Records from a data source:
........

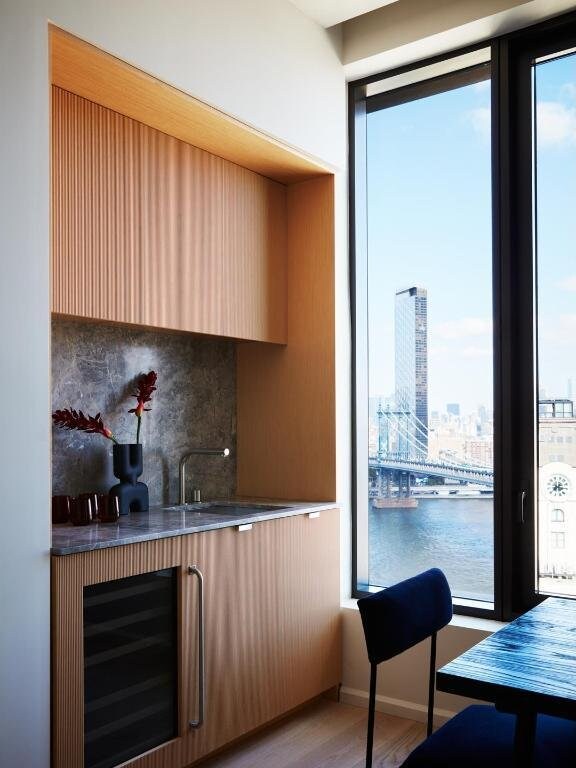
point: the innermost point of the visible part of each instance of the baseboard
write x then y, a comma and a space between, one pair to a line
398, 707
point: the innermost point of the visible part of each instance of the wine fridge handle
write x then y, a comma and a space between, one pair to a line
195, 571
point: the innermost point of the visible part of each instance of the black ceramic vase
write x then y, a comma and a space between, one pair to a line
128, 465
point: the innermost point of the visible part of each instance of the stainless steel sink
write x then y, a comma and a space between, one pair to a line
226, 508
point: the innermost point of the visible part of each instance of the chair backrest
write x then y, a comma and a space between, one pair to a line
401, 616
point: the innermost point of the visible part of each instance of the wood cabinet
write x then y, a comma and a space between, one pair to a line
171, 214
152, 231
271, 629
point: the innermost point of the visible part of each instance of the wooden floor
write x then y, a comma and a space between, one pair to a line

........

## Problem
Can you update the records above so that every "one pair to a line" becomes "one pair per line", with nothing else changed? Leave the pictures out of your answer.

## Result below
point: the innermost point of the visible part of each instance of the baseboard
write x then y, a comma and a space between, one pair per line
398, 707
point: the innermost point of the visible part of each instance of the wine fridge handle
write x then y, a comma and a space between, one pair per line
195, 571
point: the innermost point of the visible part of each instance of the black ceramic vase
write x then y, a comma and a space between, one pair per line
128, 465
point: the innermost point of the visible part of each instance of the stainless steel sink
write x then y, a comma and a space between, one pair per line
226, 508
point: the innermost point of the visible part of each instance of the chair backrest
write x then y, a comma and a space between, one pair per line
401, 616
point: the innermost point of the visible part of each instance of the wood cabinet
write x then y, a comma and a space between, one pair per line
171, 214
152, 231
271, 629
point: the innermost point of the visible part of each instance of the wooden floor
write x then y, a comma and a space between, one pair per line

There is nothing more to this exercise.